- **To be done**
Rewrite all the records below with "Practice step" changed to "Exercise" everywhere and nothing else changed. Leave the pictures out of your answer.

- **Supplied records**
------------------------------

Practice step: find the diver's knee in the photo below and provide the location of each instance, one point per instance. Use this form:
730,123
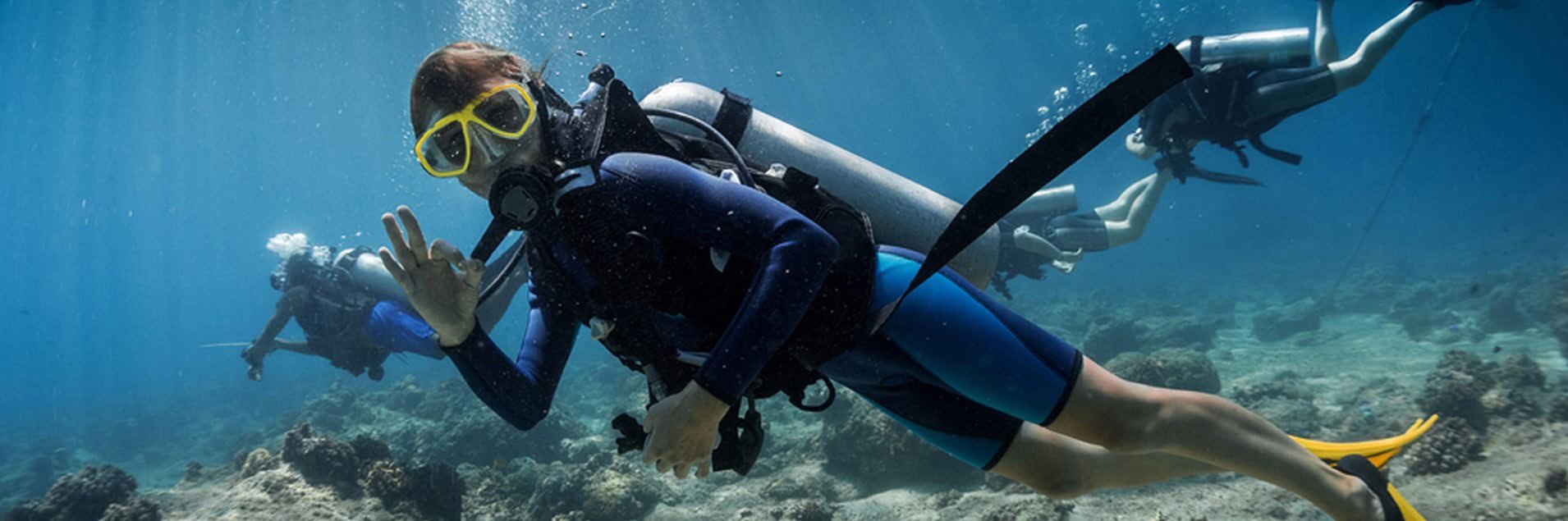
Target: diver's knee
1349,72
1061,485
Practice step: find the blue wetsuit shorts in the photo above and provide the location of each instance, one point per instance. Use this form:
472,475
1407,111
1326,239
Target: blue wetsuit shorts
956,366
397,328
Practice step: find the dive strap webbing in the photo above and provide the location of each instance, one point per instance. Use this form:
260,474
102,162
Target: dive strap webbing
1062,146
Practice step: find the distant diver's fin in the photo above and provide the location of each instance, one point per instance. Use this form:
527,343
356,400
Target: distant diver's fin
1223,179
1376,450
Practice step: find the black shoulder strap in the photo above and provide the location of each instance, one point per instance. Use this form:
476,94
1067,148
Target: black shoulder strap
732,117
1062,146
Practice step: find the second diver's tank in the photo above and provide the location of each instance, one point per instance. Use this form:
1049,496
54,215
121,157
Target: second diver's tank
1285,48
364,267
904,213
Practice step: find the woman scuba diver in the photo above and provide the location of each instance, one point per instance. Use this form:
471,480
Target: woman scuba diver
720,292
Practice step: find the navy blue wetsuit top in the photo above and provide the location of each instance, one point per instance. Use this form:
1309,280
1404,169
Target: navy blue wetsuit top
792,251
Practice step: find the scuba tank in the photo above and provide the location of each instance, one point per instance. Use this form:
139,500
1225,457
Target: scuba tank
904,213
364,269
1277,49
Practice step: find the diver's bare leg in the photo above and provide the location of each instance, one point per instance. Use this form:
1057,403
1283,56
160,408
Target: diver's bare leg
1056,199
1325,48
1126,223
1355,70
1116,211
1062,467
1131,418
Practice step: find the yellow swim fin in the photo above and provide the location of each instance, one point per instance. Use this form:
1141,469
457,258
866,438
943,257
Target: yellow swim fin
1404,505
1376,450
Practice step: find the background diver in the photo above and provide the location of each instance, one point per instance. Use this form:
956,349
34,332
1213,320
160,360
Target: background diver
1249,84
1048,226
351,311
644,247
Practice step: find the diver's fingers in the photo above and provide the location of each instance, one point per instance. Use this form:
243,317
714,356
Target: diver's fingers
472,272
401,250
394,269
442,250
416,235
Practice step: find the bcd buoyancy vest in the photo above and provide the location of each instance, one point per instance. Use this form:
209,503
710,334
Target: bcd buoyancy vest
665,299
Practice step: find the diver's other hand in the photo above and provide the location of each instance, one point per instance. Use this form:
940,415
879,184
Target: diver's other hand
681,432
1071,256
444,297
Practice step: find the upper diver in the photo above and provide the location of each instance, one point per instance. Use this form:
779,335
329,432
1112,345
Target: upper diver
1249,84
718,292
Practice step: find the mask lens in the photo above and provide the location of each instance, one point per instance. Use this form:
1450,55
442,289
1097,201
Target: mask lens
505,112
446,148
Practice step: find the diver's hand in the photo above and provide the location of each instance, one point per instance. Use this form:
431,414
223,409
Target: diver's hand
681,432
442,297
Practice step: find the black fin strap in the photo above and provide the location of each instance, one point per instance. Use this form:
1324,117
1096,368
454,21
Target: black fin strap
732,117
1063,144
1277,154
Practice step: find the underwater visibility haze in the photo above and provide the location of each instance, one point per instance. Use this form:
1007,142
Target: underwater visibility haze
190,333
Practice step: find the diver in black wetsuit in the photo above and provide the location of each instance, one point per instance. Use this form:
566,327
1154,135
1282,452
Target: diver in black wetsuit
350,309
668,264
1249,84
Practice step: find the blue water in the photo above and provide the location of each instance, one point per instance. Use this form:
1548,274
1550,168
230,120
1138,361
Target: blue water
151,148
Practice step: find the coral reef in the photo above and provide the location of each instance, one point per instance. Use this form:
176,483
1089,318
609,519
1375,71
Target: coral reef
1446,448
606,487
866,446
1520,390
137,509
256,462
320,459
1456,388
1554,482
1168,368
444,423
1278,323
1501,313
1112,335
436,490
1181,331
94,493
1285,399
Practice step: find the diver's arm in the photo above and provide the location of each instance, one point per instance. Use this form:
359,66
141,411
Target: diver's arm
792,251
303,347
520,391
281,314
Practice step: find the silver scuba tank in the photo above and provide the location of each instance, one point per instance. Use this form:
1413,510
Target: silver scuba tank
904,214
367,270
1285,48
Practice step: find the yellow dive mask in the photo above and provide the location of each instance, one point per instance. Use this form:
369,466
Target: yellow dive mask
505,112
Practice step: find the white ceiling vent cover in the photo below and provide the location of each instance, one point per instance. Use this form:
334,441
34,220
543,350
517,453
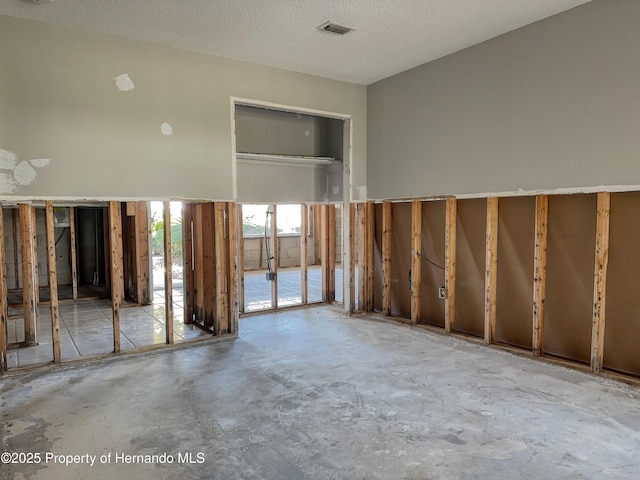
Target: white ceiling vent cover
335,28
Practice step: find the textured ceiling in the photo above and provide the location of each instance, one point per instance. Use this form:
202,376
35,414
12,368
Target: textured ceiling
390,35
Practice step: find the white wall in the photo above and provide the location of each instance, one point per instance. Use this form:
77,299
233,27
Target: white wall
552,105
59,100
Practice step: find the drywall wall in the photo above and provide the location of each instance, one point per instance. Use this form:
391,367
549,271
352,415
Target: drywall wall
432,250
571,235
90,116
622,328
552,105
514,297
470,265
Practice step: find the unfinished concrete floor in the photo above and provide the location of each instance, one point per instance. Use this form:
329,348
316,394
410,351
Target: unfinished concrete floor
311,394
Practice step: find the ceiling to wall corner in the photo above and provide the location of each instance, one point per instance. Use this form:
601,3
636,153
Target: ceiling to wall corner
389,36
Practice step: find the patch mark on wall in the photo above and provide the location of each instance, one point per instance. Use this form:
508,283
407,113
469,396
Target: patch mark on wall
124,82
166,129
19,175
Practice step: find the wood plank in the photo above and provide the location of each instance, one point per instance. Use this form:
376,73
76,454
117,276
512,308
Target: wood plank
36,268
274,248
324,250
240,220
131,208
233,274
16,251
540,273
198,263
304,246
386,258
3,296
168,278
362,256
370,242
188,274
209,264
28,272
451,219
141,222
74,255
331,253
117,273
600,280
221,324
352,258
106,232
53,282
491,270
416,259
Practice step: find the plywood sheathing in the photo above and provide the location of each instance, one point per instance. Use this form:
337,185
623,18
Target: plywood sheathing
432,261
515,270
470,267
401,259
569,293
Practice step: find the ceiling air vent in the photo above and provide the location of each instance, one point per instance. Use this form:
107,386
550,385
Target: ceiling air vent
335,28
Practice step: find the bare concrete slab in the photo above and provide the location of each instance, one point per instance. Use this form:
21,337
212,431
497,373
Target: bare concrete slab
311,394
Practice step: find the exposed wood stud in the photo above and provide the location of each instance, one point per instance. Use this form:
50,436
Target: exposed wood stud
324,249
352,249
274,248
168,280
36,268
53,282
386,258
198,262
416,259
331,253
74,256
16,252
369,246
362,256
450,264
187,248
540,273
221,322
106,233
600,280
491,270
3,296
304,247
28,273
130,208
117,276
141,222
234,231
209,265
240,220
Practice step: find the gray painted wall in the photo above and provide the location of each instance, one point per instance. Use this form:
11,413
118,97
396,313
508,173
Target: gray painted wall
552,105
59,100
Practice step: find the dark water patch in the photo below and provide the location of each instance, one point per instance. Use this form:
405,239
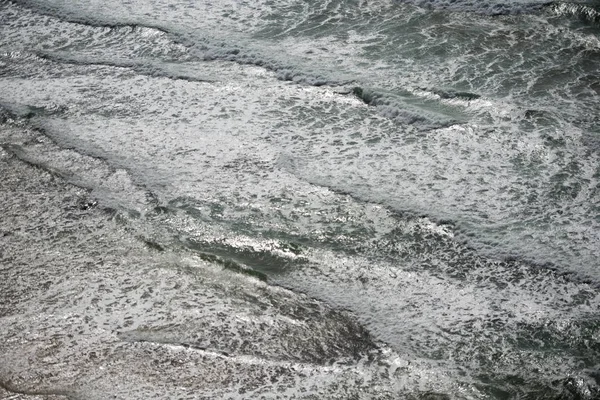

------------------------------

- **Result of the exercise**
Exercise: find the diver's knee in the photo below and provide the location of each instance, one point per instance. Use this form:
730,123
Target: diver's knee
1349,72
1061,485
Exercise: find the blue wetsuit shorts in the photo above and provide the location of each instance, one point per instance. Use this form:
472,475
1407,111
1326,239
Target: blue wetsuit shorts
956,366
397,328
Exercise: find the dive strap webbing in the photo above and provide the location of each instance, one point per instance. Use this form:
260,474
102,162
Target: dive strap webbing
1062,146
Exercise: find the distant diver's fin in the photo above and provide the location of each instance, one point per instance. Use this form:
527,343
356,400
Target: distant diver's fin
1223,179
1376,450
Exercise: find the black shoulder strap in the photo above and provide the location of each instance, one point per instance. Use this form:
476,94
1067,148
Target: black shoulder strap
732,117
1062,146
Exercise: find the second diver's tank in the photo above and provide the location of each instance, one point per instance. Use this form:
1049,496
54,215
121,157
Target: second diver's tank
1285,48
364,267
904,213
Exercise: find the woman scuba diver in the photo above and provide the location of each instance, one point per instance. Use this form:
471,480
Target: woman scuba diver
720,292
Exercise: find the navy blue wetsuit top in the photo above and provide the location of each instance, one point per instance. Use this form:
1309,280
1404,169
Target: navy blue wetsuit top
792,251
Exercise: find the scuba tank in the photo above and provide the location of each instance, one point per instance. Use this form:
139,500
1225,457
Target: scuba tank
904,213
364,269
1277,49
Exercise: find the diver's bare leg in the photo above and provide the location of each instance, one point per instance. Use this form:
1057,403
1283,56
160,408
Target: diver's bare leg
1056,199
1325,48
1126,223
1355,70
1116,211
1062,467
1131,418
Exercise: find the yellow swim fin in the photo above and provide the location of each instance, one point per instance. Use this form:
1141,469
457,258
866,438
943,257
Target: yellow swim fin
1404,505
1376,450
Exercise: find the background diver in the photo above and provide the location of each instance, one point per instance. Use this form:
956,349
34,332
1213,320
160,360
Target: background diver
1249,84
1048,226
351,311
644,247
Exercise: find the diver's fingers in the photo above and provide the location of each instance, one point per instance. Use this form:
243,317
714,356
Target: diver's fingers
472,272
401,250
394,269
442,250
416,235
Exercise: find the bcd buoyancy vest in the photo above and provide the location of each instance, one point per instance. Use this form:
209,503
710,334
Target: bcd buoyancy vest
665,299
Exercise: find the diver's other hand in the photo above and provide the location of each instance, one point per instance. Use this form:
940,415
879,184
Target: diver's other hand
681,432
1071,256
444,297
Exercise: find the upper diver in the photo above and provide the location of each instance, one point per instance. Use this form:
779,335
329,432
1112,345
Target: upper diver
1249,84
718,292
Exercise: find the mask lens in the photo above and provide the location of each instance, one point per instance. Use this form:
1450,55
442,289
1097,201
Target: mask lens
505,112
446,148
Exercise: find the diver's hand in the photo above and provide the location of each instance, one point per instance. Use this form:
431,414
223,409
Target: diver's hand
681,432
442,297
Exercise: find the black fin strap in the photo above and provide the location of each instance, one point per instance. Use this form:
1324,117
1096,368
454,21
Target: black fin strap
732,117
1063,144
1277,154
Exercise: find the underwater visibility haze in the photo above and provide the location of each instance, one point per instance. Use this form:
1007,142
Target: underwater visibility haze
190,333
Exercise: find the diver in black wetsuit in the photo above and provide the location of each instance, one point per instance. Use this form:
566,327
1154,135
1282,452
Target: diver in black wetsuit
350,309
668,264
1249,84
Exercise: find the blue water in the photo above and provide the location of each instance, one point per instance. Use this form:
1548,274
1550,168
230,120
1138,361
Target: blue water
151,148
Exercise: find the coral reef in the photo above and provide the location of each instance, one point per instance. Use this form:
176,483
1089,318
609,519
1375,71
Target: coral reef
1446,448
606,487
866,446
1520,390
137,509
256,462
320,459
1456,388
1554,482
1168,368
444,423
1278,323
1501,313
1112,335
436,490
1181,331
94,493
1285,399
Exercise: find the diver's arm in the photo above and provide the location of each instance, one point per instance. Use this form:
359,66
141,411
Target: diver's arm
792,251
303,347
520,391
281,314
Exercise: find the silver scuba tank in the photo above and provide the location of each instance, one point per instance. Use this form:
1413,510
Target: silver scuba tank
904,214
367,270
1285,48
Exercise: find the yellow dive mask in the photo above and provide the location of each instance, one point per instance. Use this form:
369,466
Target: yellow dive mask
505,112
Exercise: find the white ceiling vent cover in the photo below and provide the location of each instance, one point per instance. Use this form:
334,441
34,220
543,350
517,453
Target: white ceiling vent cover
335,28
Exercise: find the textured ceiling in the photo above and provide the location of each instance, one point per instance. Use this form:
202,376
35,414
12,368
Target: textured ceiling
390,35
Exercise: find the white wall in the photo above and provide the location of each instance, one point per instance. Use this form:
77,299
233,27
Target: white wall
552,105
59,100
Exercise: find the drywall wall in the photo above and provide the location of each instance, one point per instance. Use this form:
391,367
549,271
352,415
Target: drywall wall
432,250
571,235
90,116
622,328
552,105
514,297
470,265
Exercise: find the unfinished concrete floor in the photo above and provide the location of each instance, one point per instance. Use this form:
329,348
316,394
410,351
Target: unfinished concrete floor
311,394
Exercise: find the ceiling to wall corner in the photo above and provide the location of each instance, one point per instance. Use this form:
601,3
636,153
Target: ceiling to wall corner
389,36
Exercise: find the patch mark on wall in the photo above and provide the location of each instance, one point per instance. Use this form:
508,283
407,113
469,396
Target: patch mark on wall
124,82
166,129
19,175
Exercise: find the wood plank in the photo above and provide the location of each instance, one point per instance. Use this form:
376,73
76,454
117,276
512,308
Target: wood plank
36,268
274,248
324,250
240,220
131,208
233,274
16,251
540,273
198,263
304,246
386,258
3,296
168,278
362,256
370,242
188,274
209,264
28,272
451,219
141,222
74,255
331,253
117,273
600,280
221,324
352,258
106,232
53,282
491,270
416,259
Exercise: find the plywood sheathing in the photo above and provide the location of each instance, one point per instance. Use this form:
337,185
623,18
Target: plywood sheathing
432,261
515,270
470,267
401,259
569,293
Exercise: find the ceiling air vent in the photo above and provide the location of each instance, one point per instance. Use this form:
107,386
550,385
Target: ceiling air vent
335,28
Exercise: find the bare concrete slab in the photo above and provide the location of each instance, one point per instance. Use this form:
21,337
212,431
497,373
Target: bare concrete slab
311,394
Exercise: find the exposed wood stud in the photo above and provide the location of each instance, one point per instance. Use this form:
50,436
Target: exposed wood stud
324,249
352,249
274,248
168,280
36,268
53,282
386,258
198,262
416,259
331,253
74,256
16,252
369,246
362,256
450,264
187,248
540,273
221,322
106,233
600,280
491,270
3,296
304,247
28,273
130,208
117,276
141,222
234,231
209,265
240,220
Exercise: find the gray painted wall in the photo above and provide the location of each instance, one point per instance. Use this form:
11,413
118,97
396,313
508,173
Target: gray painted wall
552,105
59,100
Exercise: find the dark water patch in the photo below and provide the location of each instance, one point per instance. Use this form:
405,239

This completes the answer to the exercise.